*** Data under study ***
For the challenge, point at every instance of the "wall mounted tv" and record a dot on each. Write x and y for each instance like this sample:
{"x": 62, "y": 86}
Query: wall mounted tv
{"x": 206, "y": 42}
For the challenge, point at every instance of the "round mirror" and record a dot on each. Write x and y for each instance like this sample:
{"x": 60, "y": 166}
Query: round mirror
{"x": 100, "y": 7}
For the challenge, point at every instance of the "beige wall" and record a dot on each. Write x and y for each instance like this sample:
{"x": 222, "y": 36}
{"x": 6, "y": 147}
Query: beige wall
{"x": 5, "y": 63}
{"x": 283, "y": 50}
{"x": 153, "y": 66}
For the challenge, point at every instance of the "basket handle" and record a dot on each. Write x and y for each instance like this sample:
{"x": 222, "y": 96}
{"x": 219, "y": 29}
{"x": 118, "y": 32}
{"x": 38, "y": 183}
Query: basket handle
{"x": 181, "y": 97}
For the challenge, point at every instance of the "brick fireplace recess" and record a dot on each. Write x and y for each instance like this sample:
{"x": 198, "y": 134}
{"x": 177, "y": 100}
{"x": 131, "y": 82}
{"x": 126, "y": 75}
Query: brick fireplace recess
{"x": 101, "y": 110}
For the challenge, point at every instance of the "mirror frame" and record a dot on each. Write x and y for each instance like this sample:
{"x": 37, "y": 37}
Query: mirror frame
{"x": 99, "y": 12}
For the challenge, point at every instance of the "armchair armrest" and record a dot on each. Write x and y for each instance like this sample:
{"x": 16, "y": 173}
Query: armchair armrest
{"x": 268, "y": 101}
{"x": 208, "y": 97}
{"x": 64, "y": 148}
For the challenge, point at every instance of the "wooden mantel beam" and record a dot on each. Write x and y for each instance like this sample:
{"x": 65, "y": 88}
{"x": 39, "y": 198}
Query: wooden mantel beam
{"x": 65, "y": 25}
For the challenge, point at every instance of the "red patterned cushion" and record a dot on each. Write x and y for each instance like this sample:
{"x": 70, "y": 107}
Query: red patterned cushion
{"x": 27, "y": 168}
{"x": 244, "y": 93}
*** End of Data under study ***
Work item —
All records should be returned verbatim, none left out.

Solved problem —
For the challenge, point at every instance of the "wall mounted tv" and record a dot on each. Write x and y for each instance like this sample:
{"x": 62, "y": 86}
Query: wall mounted tv
{"x": 206, "y": 42}
For the challenge, point at every instance of the "round mirror" and record a dot on each. Write x and y for each instance like this sample:
{"x": 60, "y": 166}
Query: round mirror
{"x": 100, "y": 7}
For the challenge, point at every instance of the "beige wall" and record a dot on each. Write x and y for each instance like this sample:
{"x": 222, "y": 36}
{"x": 6, "y": 147}
Query: beige wall
{"x": 5, "y": 63}
{"x": 283, "y": 50}
{"x": 153, "y": 66}
For the challenge, point at every instance of the "basket handle" and record a dot on each. Write x and y for each instance like this sample:
{"x": 222, "y": 96}
{"x": 219, "y": 29}
{"x": 118, "y": 32}
{"x": 38, "y": 183}
Query: basket handle
{"x": 181, "y": 97}
For the challenge, point at every instance of the "brick fireplace recess" and record a dot on each. Write x and y for each instance like this sample:
{"x": 198, "y": 134}
{"x": 177, "y": 100}
{"x": 131, "y": 82}
{"x": 126, "y": 75}
Query: brick fireplace recess
{"x": 101, "y": 110}
For the challenge, point at every instance of the "mirror frame" and record a dot on each. Write x and y for each instance like this sample:
{"x": 37, "y": 37}
Query: mirror frame
{"x": 99, "y": 12}
For the challenge, point at every instance of the "armchair armrest" and record a dot on each. Write x and y for each instance like this sample:
{"x": 16, "y": 173}
Query: armchair armrest
{"x": 268, "y": 101}
{"x": 208, "y": 97}
{"x": 64, "y": 148}
For the challenge, point at every instance of the "wooden mantel beam" and record a dot on each. Write x and y for each instance like this sample:
{"x": 65, "y": 88}
{"x": 39, "y": 198}
Query: wooden mantel beam
{"x": 65, "y": 25}
For the challenge, point at every instance of the "red patterned cushion" and record a dot on each. Write x and y for each instance like this sample:
{"x": 70, "y": 107}
Query: red patterned cushion
{"x": 27, "y": 168}
{"x": 244, "y": 93}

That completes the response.